* **Source material**
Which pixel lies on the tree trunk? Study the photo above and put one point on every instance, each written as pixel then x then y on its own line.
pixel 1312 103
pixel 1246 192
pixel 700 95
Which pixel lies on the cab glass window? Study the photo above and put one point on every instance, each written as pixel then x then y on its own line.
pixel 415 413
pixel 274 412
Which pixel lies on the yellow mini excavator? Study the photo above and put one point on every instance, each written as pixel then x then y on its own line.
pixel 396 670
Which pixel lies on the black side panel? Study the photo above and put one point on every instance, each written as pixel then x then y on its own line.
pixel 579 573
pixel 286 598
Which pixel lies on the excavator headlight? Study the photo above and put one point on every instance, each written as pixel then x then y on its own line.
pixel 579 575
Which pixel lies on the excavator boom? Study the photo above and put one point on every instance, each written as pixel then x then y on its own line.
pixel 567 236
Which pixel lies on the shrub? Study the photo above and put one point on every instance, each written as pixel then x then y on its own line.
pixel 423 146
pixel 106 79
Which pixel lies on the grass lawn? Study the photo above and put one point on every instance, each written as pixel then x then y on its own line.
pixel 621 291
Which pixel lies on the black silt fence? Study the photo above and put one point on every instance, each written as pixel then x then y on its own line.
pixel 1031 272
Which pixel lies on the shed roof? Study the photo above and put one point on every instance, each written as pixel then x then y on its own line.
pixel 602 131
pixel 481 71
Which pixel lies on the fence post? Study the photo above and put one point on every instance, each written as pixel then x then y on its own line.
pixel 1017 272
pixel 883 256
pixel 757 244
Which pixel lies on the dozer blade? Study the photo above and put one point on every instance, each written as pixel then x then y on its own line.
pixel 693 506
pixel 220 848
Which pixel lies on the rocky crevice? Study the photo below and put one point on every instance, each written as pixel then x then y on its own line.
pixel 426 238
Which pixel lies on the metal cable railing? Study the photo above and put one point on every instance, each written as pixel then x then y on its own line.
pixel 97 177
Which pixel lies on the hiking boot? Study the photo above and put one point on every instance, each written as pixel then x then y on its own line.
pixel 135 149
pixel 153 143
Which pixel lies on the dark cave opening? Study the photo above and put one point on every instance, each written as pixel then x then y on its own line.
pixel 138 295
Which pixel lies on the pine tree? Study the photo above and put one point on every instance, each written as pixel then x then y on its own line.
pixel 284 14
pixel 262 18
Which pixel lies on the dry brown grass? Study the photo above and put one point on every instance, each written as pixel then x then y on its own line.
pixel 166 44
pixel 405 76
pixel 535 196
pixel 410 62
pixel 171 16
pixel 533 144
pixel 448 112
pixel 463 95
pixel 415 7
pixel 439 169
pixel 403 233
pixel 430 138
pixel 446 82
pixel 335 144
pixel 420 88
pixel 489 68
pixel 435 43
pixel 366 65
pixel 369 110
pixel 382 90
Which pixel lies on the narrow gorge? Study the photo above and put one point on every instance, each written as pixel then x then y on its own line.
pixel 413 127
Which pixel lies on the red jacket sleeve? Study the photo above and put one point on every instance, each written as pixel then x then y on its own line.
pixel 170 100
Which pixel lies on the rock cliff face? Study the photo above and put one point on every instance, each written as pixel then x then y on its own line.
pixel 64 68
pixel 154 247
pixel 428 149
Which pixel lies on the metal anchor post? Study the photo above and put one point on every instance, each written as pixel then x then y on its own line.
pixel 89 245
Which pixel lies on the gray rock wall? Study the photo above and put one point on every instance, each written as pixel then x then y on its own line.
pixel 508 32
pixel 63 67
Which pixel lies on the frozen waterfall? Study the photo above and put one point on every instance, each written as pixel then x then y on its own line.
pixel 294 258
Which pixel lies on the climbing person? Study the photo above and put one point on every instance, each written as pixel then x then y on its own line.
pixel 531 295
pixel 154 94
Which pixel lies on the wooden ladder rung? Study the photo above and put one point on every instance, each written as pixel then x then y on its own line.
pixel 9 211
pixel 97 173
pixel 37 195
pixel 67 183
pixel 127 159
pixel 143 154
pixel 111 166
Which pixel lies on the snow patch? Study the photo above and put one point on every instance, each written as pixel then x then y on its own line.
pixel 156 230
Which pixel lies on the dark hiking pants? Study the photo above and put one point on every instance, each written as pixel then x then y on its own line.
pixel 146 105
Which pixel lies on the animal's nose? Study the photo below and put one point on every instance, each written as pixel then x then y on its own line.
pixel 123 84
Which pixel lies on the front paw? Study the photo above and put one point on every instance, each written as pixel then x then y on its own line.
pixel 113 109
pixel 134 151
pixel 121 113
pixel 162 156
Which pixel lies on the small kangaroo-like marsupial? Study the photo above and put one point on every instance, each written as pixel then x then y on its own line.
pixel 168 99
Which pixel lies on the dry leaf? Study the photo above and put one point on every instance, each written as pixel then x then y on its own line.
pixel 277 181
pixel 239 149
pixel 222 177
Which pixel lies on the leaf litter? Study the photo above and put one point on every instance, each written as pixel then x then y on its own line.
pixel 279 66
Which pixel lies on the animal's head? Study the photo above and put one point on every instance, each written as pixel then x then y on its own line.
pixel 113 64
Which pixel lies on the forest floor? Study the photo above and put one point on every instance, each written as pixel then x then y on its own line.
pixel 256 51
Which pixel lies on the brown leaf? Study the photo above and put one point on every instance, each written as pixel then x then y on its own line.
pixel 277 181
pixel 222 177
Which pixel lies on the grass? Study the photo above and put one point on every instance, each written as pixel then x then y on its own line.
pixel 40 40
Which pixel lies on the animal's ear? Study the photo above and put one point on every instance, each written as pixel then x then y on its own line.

* **How to complete this task**
Reproduce the data in full, exactly as presented.

* **Reply**
Which pixel lies on the tree trunk? Study the photo above and put one point on every instance, each written as pixel then x then y on its own line.
pixel 1312 103
pixel 1246 192
pixel 700 95
Which pixel lies on the cab glass window? Study the photo above and put one point on every instance, each written as pixel then x then y on its own line.
pixel 415 413
pixel 274 412
Which pixel lies on the yellow mini excavator? Study the photo above and put one point on every instance, each written as pixel then x then y on its own line.
pixel 396 670
Which pixel lies on the black side panel? Study the photo above and put one point on every instance, each written as pixel then x then y on its own line.
pixel 579 573
pixel 286 598
Which pixel lies on the excavator headlight? Study the photo above and put one point on every instance, each written as pixel then x then y on its own line.
pixel 579 575
Which pixel lies on the excavator boom? Study the photo above and put one point on every instance, each written as pixel then x then y on its own line.
pixel 567 236
Which pixel lies on the shrub? Study the photo above and put one point on every instance, each written as pixel then x then y on its own line.
pixel 423 146
pixel 106 79
Which pixel lies on the grass lawn? Study the photo above and put one point on every instance, each written as pixel then x then y on its own line.
pixel 621 291
Which pixel lies on the black silt fence? Study the photo above and put one point on every instance, each written as pixel then x then y on its own line.
pixel 1031 272
Which pixel lies on the shed roof? Study the photo above and put one point on every instance, each written as pixel then x then y on its own line.
pixel 602 131
pixel 481 71
Which pixel lies on the fence post? Study the photo above and put one point on every instance, each written as pixel then x then y on its own line.
pixel 1017 272
pixel 883 256
pixel 757 244
Which pixel lies on the dozer blade? Study the photo above and put one point on every instance, each written as pixel then x then y on its own line.
pixel 693 506
pixel 220 848
Which pixel lies on the rocky crevice? Study the photo below and put one point on every instance, each written as pixel then x then y on its own line.
pixel 426 238
Which pixel lies on the metal cable railing? Study the photo above and put one point on every instance, each written as pixel then x then y on its own line.
pixel 97 177
Which pixel lies on the hiking boot? Study the photo above and put one point on every instance, each written as pixel then x then y on its own line.
pixel 135 149
pixel 153 143
Which pixel lies on the dark cave opening? Study the photo above and put one point on every instance, each written as pixel then x then y on its own line.
pixel 138 295
Which pixel lies on the pine tree? Study the photo above and put one point on every instance, each written as pixel then x then y on its own line.
pixel 284 14
pixel 262 18
Which pixel lies on the dry brown grass? Study the photo above and put one point on every instance, each written as pixel then x then y on its own line.
pixel 166 44
pixel 405 76
pixel 535 196
pixel 410 62
pixel 171 16
pixel 533 144
pixel 448 112
pixel 463 95
pixel 415 7
pixel 439 169
pixel 403 233
pixel 430 138
pixel 446 82
pixel 335 144
pixel 420 88
pixel 489 68
pixel 435 43
pixel 366 65
pixel 369 110
pixel 382 90
Which pixel lies on the narrow gorge? Study the photo above and put one point on every instance, each written as pixel then x then y on its own line.
pixel 413 127
Which pixel lies on the red jacket sleeve? Study the photo above and put one point on every instance, each written as pixel then x then y on its own line.
pixel 170 100
Which pixel lies on the rock cliff face? Study the photo above and put one point on every instance, each written as pixel then x then y on its own line.
pixel 64 68
pixel 154 247
pixel 428 149
Which pixel lies on the metal anchor post? Study the photo above and put one point on every instance, each written as pixel then x then y on its own line.
pixel 89 245
Which pixel lies on the gray rock wall? Study the photo above and put one point on every instance, each written as pixel then x then y on its own line.
pixel 508 32
pixel 63 67
Which pixel lies on the frozen waterfall? Study the photo above and put one point on every instance, each written as pixel then x then y on its own line.
pixel 294 258
Which pixel lies on the climbing person? Study the photo above and put one point on every instance, each written as pixel then x then y on its own line.
pixel 531 295
pixel 154 94
Which pixel lies on the wooden ladder rung? Study the photo above and put one point on every instance, each written as pixel then x then y on its own line.
pixel 9 211
pixel 97 173
pixel 37 195
pixel 67 183
pixel 127 159
pixel 143 154
pixel 111 166
Which pixel lies on the snow patch? Study the photo above and put one point on every instance, each written as pixel then x then y on its own line.
pixel 156 230
Which pixel lies on the dark hiking pants? Study the photo above and put one point on every instance, each written as pixel then x then y on its own line.
pixel 146 105
Which pixel lies on the animal's nose? Study the photo below and put one point on every instance, each written as pixel then x then y on its own line.
pixel 123 84
Which pixel lies on the front paw? Study the photo above and put one point on every instance, each written as pixel then x then y on its own line.
pixel 113 109
pixel 134 151
pixel 121 113
pixel 162 156
Which pixel lies on the small kangaroo-like marsupial? Study the photo above and put one point on every instance, each written as pixel then x then y on its own line.
pixel 168 99
Which pixel lies on the dry leaf? Study the photo above and put one point on every instance, each written as pixel then x then y on its own line.
pixel 277 181
pixel 239 149
pixel 222 177
Which pixel lies on the leaf litter? Study the photo above and put one point on every instance, each written as pixel then x then y on its own line.
pixel 279 66
Which pixel lies on the animal's head? Study the photo above and put one point on every instance, each written as pixel then x then y on its own line.
pixel 113 64
Which pixel lies on the forest floor? Study the photo above and put one point on every instance, each written as pixel then x then y on its own line.
pixel 256 51
Which pixel lies on the brown leaf? Study the photo above and put one point on every instance, each written as pixel then x then y on its own line.
pixel 277 181
pixel 222 177
Which pixel lies on the grass? Study the photo above and put one point on every instance, each written as pixel then x then y on its own line.
pixel 40 40
Which pixel lies on the animal's ear? Study the photo above and put one point on every instance, each written as pixel then x then y on its own line.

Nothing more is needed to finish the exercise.